* **Description of the task**: Your task is to repeat the data exactly, every line of it.
--- Material for this task ---
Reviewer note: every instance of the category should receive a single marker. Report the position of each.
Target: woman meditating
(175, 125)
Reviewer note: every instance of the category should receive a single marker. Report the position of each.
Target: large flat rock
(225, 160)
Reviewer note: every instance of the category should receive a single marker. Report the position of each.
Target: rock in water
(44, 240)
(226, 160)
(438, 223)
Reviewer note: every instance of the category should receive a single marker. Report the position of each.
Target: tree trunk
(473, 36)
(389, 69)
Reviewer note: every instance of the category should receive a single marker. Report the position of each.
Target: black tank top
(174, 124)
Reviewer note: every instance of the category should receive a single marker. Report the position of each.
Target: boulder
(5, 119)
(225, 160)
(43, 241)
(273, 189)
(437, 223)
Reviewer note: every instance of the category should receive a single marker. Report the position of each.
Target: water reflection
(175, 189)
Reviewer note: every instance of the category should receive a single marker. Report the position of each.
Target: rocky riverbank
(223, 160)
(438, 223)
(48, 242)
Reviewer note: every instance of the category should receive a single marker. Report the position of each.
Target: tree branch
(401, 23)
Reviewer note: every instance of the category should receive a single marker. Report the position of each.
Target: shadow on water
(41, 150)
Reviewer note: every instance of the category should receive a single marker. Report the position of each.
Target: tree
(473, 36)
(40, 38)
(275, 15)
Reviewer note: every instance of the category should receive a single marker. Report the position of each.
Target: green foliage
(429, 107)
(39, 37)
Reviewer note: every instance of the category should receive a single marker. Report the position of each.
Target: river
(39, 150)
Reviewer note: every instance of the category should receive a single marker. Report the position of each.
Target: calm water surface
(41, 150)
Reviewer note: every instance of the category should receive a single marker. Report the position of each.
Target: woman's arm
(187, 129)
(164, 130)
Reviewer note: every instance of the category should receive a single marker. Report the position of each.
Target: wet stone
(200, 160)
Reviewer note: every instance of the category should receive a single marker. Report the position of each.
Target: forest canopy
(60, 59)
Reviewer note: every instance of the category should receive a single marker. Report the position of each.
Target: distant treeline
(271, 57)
---
* **Reply to the exercise**:
Reviewer note: every instance of the category should receive a single marker. Report the position of each.
Target: woman meditating
(175, 125)
Reviewer note: every instance of the category should receive a single marker. Report the position of each.
Target: large flat rock
(225, 160)
Reviewer note: every instance of the category should receive a single marker. Report the position of each.
Target: rock in water
(44, 240)
(226, 160)
(438, 223)
Reviewer note: every instance of the category should receive a single marker. Report the position of each.
Target: tree trunk
(473, 36)
(389, 69)
Reviewer note: every instance of the category should receive a single marker. Report the position of each.
Target: black tank top
(174, 124)
Reviewer note: every instance of the category should receive a single marker. Report the position of each.
Target: boulder
(5, 119)
(225, 160)
(43, 241)
(273, 189)
(437, 223)
Reviewer note: every instance of the category should receive a single marker. Report the position of each.
Target: water reflection
(175, 189)
Reviewer note: every instance of the category should receive a single marker. Report the position of each.
Target: rocky riverbank
(223, 160)
(438, 223)
(48, 242)
Reviewer note: every instance of the category should receive a single marker. Report the position of each.
Target: tree branch
(401, 23)
Reviewer note: every instance of the category should receive a single marker. Report the position of each.
Target: shadow on water
(41, 150)
Reviewer note: every instance of the category should receive a single marker. Report the position of each.
Target: tree
(473, 36)
(40, 38)
(275, 15)
Reviewer note: every instance of the category should receive a single marker. Report the position of each.
Target: green foliage
(429, 107)
(39, 37)
Reviewer note: every instance of the category should receive a single marker. Report the position of each.
Target: river
(39, 150)
Reviewer note: every instance of the category should receive a single marker. Report the position of each.
Target: calm water surface
(41, 150)
Reviewer note: every instance of the category should receive a single marker. Report the position of each.
Target: woman's arm
(187, 129)
(164, 130)
Reviewer note: every instance of the category should receive a single marker. Report the position of each.
Target: wet stone
(200, 160)
Reviewer note: every instance of the category should receive a single marker. Report the position of each.
Target: forest canopy
(60, 59)
Reviewer note: every instance of the category should receive a single marker. Report the position of each.
Target: distant treeline
(271, 57)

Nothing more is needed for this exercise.